TEXTE FOURNI
Nous avons rencontré Malinka*, Ivoirienne de 32 ans qui est passée par Brébeuf et l'Université de Montréal, à la Clinique pour migrants de Médecins du monde.

Ses longs cheveux tressés, le ventre bien rond, elle raconte un quotidien tenaillé par l'angoisse. «J'ai peur de me rendre à l'hôpital. Je me demande s'ils vont essayer de me poser des questions. Qu'est-ce que je vais faire?»

Les coups de son mari l'ont traumatisée et, surtout, isolée: sa demande de parrainage est dans les limbes, son statut d'immigrante est précaire et elle n'a maintenant plus droit à l'assurance maladie.

Pendant que Malinka parle, des larmes roulent sur ses joues. Malgré tout, la jeune femme se raccroche à cette vie qui grandit en elle. «Ne pas travailler, ne pas avoir de vie, psychologiquement, ça te bouffe. Mais je suis tombée enceinte et, maintenant, c'est un nouvel espoir.»

Choc

Nombreuses sont les femmes qui passent leur grossesse dans une grande incertitude financière: comment avoir un suivi, où accoucher quand on n'a que peu de moyens?

L'information à ce sujet est rare.

Depuis plus d'un an, l'organisme Médecins du monde organise des séances d'information destinées aux femmes enceintes qui n'ont pas droit à l'assurance maladie - de plus en plus nombreuses à Montréal, selon l'organisation humanitaire. On y explique comment fonctionne le système de santé, et à quel prix.

TRAVAIL DEMANDÉ
Répondez aux questions suivantes à partir du texte sur Malinka.
(a) Quel âge a Malinka ?
(b) À quoi Malinka n'a-t-elle maintenant plus droit ?
(c) À qui s'adressent les séances d'information organisées par Médecins du monde ?

DONNÉES FOURNIES
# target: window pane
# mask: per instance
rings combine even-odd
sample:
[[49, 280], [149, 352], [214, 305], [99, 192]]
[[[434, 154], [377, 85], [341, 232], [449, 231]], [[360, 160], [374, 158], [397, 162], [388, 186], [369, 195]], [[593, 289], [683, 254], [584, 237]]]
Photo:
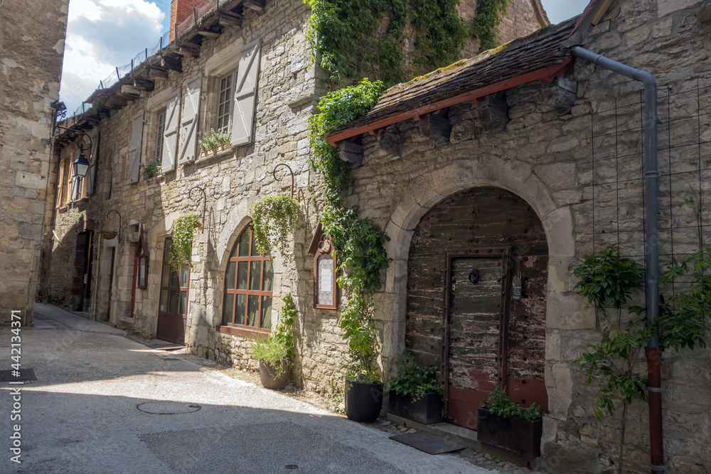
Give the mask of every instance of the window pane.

SOLUTION PROPOSÉE
(a) Malinka a 32 ans.
(b) Elle n'a maintenant plus droit à l'assurance maladie.
(c) Elles s'adressent aux femmes enceintes qui n'ont pas droit à l'assurance maladie.